#### TASK TO COMPLETE:
Print out the data below in full and exactly, skipping the pictures.
+ + + +
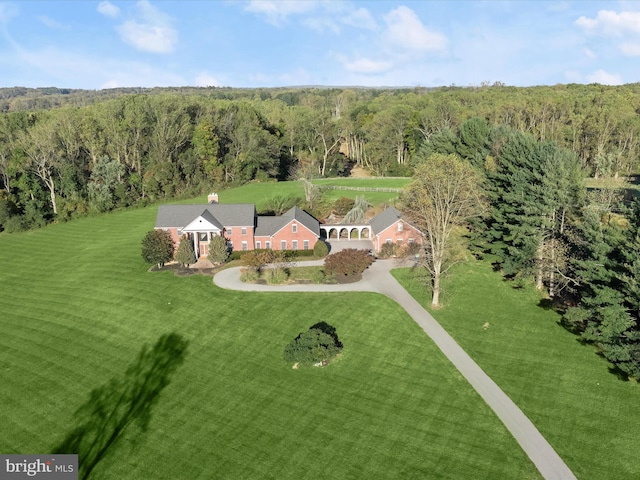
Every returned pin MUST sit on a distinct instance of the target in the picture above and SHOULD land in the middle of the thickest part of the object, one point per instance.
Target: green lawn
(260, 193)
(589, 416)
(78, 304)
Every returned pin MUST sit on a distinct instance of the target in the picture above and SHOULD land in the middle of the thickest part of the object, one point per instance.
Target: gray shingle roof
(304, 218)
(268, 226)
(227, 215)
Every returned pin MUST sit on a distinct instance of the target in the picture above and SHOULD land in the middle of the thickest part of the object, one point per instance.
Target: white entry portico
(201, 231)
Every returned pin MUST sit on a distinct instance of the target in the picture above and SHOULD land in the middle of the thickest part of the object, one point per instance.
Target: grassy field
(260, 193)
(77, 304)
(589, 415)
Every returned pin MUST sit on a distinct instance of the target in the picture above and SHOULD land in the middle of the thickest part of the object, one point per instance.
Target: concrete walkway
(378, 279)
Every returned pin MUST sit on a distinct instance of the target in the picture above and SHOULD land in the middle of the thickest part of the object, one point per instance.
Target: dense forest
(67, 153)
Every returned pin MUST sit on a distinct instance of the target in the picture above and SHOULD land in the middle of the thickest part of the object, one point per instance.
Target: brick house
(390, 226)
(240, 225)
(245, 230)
+ + + +
#### PROBLEM SOLUTION:
Every returned pin MUST sit on a distinct instance of the target in the picture above and SHOULD land in the middle of the thickest part of the object, one point per instance.
Target: green lawn
(260, 193)
(589, 416)
(78, 304)
Every returned pin MUST sit on a distinct instance of the target in the picture above and SHOULD land in the middle of the thickest part of the object, one point per instance.
Target: gray shingle roof
(304, 218)
(268, 226)
(227, 215)
Every returned pin MUST sit on a distinct instance of the target in the picture above and SHOULD land in the middle of the thickest part of the object, one point per instance.
Target: white entry portico
(201, 231)
Every returned pin MUST sit on a distinct instance of the target in the picture above and SHOULD land in the middle of the thickest part of the object, one point per instance.
Target: grassy field
(260, 193)
(77, 304)
(589, 415)
Every returned pin MUST sit on a distinct instance of the target in the picture above and SHOULD land in the middle of the thickest part of the object, one point per instance.
Target: concrete walkway
(378, 279)
Every returned pin MUST sit on a distinct instance of the target in the picture above and SHOULD land in the middle of the thickest part of the object, one point per instance.
Target: dense forest
(67, 153)
Every returned pin MUST sit on a distinct instance of the target in the picture above and SHOULD land in the middle of the thickest part of the object, one point per instance.
Target: brick house
(390, 226)
(240, 225)
(245, 230)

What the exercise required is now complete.